⟨

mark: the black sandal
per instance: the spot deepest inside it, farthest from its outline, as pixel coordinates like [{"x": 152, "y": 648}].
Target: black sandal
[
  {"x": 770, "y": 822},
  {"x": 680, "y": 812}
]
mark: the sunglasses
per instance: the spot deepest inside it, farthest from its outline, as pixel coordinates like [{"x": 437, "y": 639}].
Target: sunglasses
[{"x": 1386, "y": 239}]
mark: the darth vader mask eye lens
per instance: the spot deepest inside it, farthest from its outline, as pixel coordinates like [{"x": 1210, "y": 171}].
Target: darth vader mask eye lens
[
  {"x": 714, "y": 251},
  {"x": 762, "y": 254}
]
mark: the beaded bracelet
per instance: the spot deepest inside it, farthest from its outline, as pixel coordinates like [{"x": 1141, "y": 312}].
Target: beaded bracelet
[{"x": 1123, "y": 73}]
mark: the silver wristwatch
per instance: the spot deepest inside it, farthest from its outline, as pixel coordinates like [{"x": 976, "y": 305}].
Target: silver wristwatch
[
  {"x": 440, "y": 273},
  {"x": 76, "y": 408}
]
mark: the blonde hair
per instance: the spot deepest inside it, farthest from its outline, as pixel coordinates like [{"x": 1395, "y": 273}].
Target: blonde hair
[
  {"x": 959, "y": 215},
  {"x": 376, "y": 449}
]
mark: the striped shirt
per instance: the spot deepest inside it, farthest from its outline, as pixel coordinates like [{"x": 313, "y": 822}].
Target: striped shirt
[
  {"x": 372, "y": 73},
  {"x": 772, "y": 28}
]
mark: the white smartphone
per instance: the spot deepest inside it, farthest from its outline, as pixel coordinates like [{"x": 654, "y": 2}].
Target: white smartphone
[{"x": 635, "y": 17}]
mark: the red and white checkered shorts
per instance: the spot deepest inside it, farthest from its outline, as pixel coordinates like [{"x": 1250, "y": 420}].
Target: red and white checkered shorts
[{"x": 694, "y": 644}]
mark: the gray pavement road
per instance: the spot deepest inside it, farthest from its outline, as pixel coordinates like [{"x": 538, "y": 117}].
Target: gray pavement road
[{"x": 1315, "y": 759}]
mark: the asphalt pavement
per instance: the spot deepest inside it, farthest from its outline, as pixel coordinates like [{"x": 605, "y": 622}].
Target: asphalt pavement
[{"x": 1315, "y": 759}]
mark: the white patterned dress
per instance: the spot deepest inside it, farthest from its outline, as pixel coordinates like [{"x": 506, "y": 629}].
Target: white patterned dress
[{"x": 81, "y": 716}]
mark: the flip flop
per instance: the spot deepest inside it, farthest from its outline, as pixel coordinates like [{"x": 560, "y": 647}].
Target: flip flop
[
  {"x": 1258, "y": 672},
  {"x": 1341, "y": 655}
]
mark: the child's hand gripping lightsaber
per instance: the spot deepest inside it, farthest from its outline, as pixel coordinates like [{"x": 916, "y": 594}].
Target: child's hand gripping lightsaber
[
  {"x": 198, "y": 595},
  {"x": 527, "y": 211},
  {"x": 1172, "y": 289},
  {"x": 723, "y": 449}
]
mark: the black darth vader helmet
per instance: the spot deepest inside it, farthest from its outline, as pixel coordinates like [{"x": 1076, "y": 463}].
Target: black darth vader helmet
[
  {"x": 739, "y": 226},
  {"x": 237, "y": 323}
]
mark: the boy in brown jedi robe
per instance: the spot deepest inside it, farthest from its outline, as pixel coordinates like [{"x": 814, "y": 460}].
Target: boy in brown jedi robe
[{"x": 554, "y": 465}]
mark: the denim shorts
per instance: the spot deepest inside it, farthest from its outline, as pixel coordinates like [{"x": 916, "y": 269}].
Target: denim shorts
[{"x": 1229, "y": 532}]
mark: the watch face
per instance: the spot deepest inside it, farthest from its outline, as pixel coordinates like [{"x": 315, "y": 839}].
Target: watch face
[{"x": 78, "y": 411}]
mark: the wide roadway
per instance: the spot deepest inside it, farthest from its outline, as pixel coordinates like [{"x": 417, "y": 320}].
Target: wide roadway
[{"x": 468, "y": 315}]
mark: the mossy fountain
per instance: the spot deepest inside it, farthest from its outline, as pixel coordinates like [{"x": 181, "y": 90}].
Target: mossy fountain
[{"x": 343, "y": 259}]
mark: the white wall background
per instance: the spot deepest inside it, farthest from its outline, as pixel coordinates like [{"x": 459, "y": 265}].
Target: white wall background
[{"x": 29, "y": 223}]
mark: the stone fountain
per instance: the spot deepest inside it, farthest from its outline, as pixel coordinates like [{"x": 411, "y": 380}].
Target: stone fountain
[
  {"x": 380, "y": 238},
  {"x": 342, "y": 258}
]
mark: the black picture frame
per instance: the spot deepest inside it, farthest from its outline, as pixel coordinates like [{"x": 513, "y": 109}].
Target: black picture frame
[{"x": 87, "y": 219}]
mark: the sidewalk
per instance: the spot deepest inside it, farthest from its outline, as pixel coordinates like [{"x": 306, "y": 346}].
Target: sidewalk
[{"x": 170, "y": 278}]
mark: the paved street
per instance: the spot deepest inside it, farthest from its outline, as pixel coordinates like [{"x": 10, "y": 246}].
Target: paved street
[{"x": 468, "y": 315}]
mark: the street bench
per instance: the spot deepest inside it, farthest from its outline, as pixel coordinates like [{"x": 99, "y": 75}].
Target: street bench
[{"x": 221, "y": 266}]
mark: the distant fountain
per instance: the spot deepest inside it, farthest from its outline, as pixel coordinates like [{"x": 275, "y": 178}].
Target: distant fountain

⟩

### Given problem
Write out the material from the first line to the last, exactly.

### Task solution
mark: the black sandal
per instance: the spot deepest inside it, farthest from its outline, as pixel coordinates like [{"x": 152, "y": 648}].
Target: black sandal
[
  {"x": 770, "y": 822},
  {"x": 680, "y": 812}
]
mark: the sunglasses
per instance: the spot deepest inside it, farthest from its outline, as pixel coordinates like [{"x": 437, "y": 639}].
Target: sunglasses
[{"x": 1386, "y": 239}]
mark: the darth vader mask eye lens
per instance: the spot deepest inside it, farthest from its outline, as pixel coordinates like [{"x": 1210, "y": 171}].
Target: darth vader mask eye lens
[
  {"x": 714, "y": 251},
  {"x": 762, "y": 254}
]
mark: the beaded bracelet
per instance: the spot deepest inside it, farthest from its outline, as pixel coordinates like [{"x": 1141, "y": 312}].
Target: beaded bracelet
[{"x": 1123, "y": 73}]
mark: the silver wristwatch
per instance: the spot deepest inside it, farthest from its outline, as pixel coordinates like [{"x": 976, "y": 305}].
Target: silver wristwatch
[
  {"x": 440, "y": 273},
  {"x": 76, "y": 408}
]
mark: the blonde hair
per instance: the spot deepest inside it, farthest from its outline, as pixel coordinates like [{"x": 1395, "y": 273}].
Target: blonde hair
[
  {"x": 959, "y": 215},
  {"x": 376, "y": 449}
]
mark: the striped shirt
per instance: the spot deepest inside it, farthest from its outline, as pixel coordinates like [{"x": 313, "y": 822}].
Target: striped shirt
[
  {"x": 372, "y": 73},
  {"x": 772, "y": 28}
]
mark: the white smartphone
per instance: the spot deepest inside it, farthest from its outline, as pixel coordinates like [{"x": 654, "y": 2}].
Target: white smartphone
[{"x": 635, "y": 17}]
mark: the red and white checkered shorts
per instance: the spot deepest inside it, farthest from its outline, as pixel coordinates like [{"x": 1250, "y": 420}].
Target: red and white checkered shorts
[{"x": 694, "y": 644}]
mark: the gray pavement road
per instance: the spot deepest inside it, farthest from its outline, as pixel coordinates like [{"x": 538, "y": 117}].
Target: gray pavement road
[{"x": 1315, "y": 759}]
mark: the asphalt pavement
per instance: the spot deepest inside it, farthest from its outline, as pixel coordinates like [{"x": 605, "y": 622}].
Target: asphalt pavement
[{"x": 1315, "y": 759}]
mark: the white patterned dress
per instance: the spot deepest inside it, farthest from its outline, as pixel coordinates like [{"x": 506, "y": 629}].
Target: white patterned dress
[{"x": 81, "y": 716}]
mark: the flip flop
per instance: the spot deepest inside it, farthest from its outline, as pixel coordinates like [{"x": 560, "y": 647}].
Target: flip flop
[
  {"x": 1258, "y": 672},
  {"x": 1341, "y": 655}
]
mark: the child's hand gripping lightsaber
per instance: the spot deepest inside it, farthest from its outline, as pixel coordinates like [{"x": 916, "y": 594}].
Target: child's hand gripping lightsaber
[
  {"x": 198, "y": 595},
  {"x": 527, "y": 211},
  {"x": 1172, "y": 289},
  {"x": 723, "y": 449}
]
mark: the black darth vader helmet
per instance: the spot deepest inside it, farthest from its outline, as pixel coordinates like [{"x": 1076, "y": 463}].
Target: black darth vader helmet
[
  {"x": 739, "y": 226},
  {"x": 237, "y": 323}
]
mark: the boy in brown jedi robe
per instance: the spot deepest inside it, farthest from its outline, as pixel coordinates like [{"x": 814, "y": 460}].
Target: boy in brown jedi robe
[{"x": 554, "y": 465}]
mark: the denim shorts
per instance: the spot deepest inside it, farthest from its outline, as pixel coordinates like [{"x": 916, "y": 269}].
Target: denim shorts
[{"x": 1229, "y": 532}]
mark: the watch face
per instance: the spot deepest inside it, farthest from its outline, as pixel coordinates like [{"x": 315, "y": 839}].
Target: watch face
[{"x": 78, "y": 411}]
mark: the wide roadway
per instance: the spot deepest inside it, farthest from its outline, as pixel coordinates like [{"x": 417, "y": 320}].
Target: wide roadway
[{"x": 468, "y": 315}]
mark: the mossy fountain
per instance: the spot deepest inside it, farthest from its outline, as pixel coordinates like [{"x": 181, "y": 90}].
Target: mossy fountain
[{"x": 343, "y": 259}]
mark: the white wall background
per instance: the spot deepest inside it, farthest from its outline, as pixel coordinates like [{"x": 459, "y": 265}].
Target: white wall background
[{"x": 29, "y": 223}]
mark: the stone fountain
per instance: the spot deepest inside it, farthest from its outline, as pixel coordinates like [{"x": 411, "y": 380}].
Target: stone fountain
[
  {"x": 380, "y": 238},
  {"x": 342, "y": 258}
]
mark: the black picture frame
per instance: the spot deepest inside it, farthest from its outline, as pixel coordinates like [{"x": 513, "y": 109}].
Target: black picture frame
[{"x": 87, "y": 219}]
mark: the sidewalk
per instance: the spot deepest inside it, farthest from its outline, as pixel coordinates like [{"x": 306, "y": 346}].
Target: sidewalk
[{"x": 170, "y": 278}]
mark: the paved street
per instance: the spot deepest inside it, farthest from its outline, as pixel coordinates like [{"x": 10, "y": 246}].
Target: paved street
[{"x": 468, "y": 315}]
mark: the street bench
per instance: the spot deepest inside it, farthest from its outline, as pixel coordinates like [{"x": 99, "y": 75}].
Target: street bench
[{"x": 221, "y": 266}]
mark: the distant fountain
per instance: the spot deepest inside it, farthest from its outline, as pixel coordinates like [{"x": 275, "y": 178}].
Target: distant fountain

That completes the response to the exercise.